-- Opening Marker --

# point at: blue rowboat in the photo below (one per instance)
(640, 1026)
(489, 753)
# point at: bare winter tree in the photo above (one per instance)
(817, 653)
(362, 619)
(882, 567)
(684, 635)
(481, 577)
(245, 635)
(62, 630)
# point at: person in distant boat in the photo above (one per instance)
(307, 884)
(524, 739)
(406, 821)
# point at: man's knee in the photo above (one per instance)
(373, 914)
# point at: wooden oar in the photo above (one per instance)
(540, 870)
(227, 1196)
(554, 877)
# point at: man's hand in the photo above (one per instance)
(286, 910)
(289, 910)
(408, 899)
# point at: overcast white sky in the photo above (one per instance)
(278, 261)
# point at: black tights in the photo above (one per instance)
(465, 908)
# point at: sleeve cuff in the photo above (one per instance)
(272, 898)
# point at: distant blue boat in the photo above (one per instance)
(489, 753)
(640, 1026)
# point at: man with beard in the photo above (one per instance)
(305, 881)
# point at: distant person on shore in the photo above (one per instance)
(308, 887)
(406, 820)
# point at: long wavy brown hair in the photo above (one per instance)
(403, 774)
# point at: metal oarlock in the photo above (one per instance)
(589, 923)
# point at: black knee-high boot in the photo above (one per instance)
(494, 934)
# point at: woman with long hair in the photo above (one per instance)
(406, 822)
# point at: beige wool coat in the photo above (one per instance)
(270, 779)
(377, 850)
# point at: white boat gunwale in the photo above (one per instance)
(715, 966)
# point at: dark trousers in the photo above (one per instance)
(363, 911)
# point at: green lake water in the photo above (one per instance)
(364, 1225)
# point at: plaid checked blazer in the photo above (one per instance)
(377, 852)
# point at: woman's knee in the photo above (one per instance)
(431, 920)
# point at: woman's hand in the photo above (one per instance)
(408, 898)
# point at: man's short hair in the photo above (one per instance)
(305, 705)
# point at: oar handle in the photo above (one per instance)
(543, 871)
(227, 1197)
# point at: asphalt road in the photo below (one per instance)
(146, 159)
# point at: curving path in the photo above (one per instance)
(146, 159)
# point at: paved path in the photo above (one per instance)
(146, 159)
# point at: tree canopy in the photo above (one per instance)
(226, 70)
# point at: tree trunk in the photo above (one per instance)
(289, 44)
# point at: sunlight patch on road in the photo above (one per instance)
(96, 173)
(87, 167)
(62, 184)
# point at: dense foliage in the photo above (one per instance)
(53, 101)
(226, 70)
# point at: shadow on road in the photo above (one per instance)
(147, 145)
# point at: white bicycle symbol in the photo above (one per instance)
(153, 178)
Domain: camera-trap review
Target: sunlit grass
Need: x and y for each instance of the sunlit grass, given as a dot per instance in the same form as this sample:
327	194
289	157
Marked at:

-- Closing Marker --

Required work:
Across the whole listing above, report each line that includes "sunlit".

Exercise output:
Target: sunlit grass
Need: x and y for each instance of the sunlit grass, given as a dot per instance in the same form as this sample:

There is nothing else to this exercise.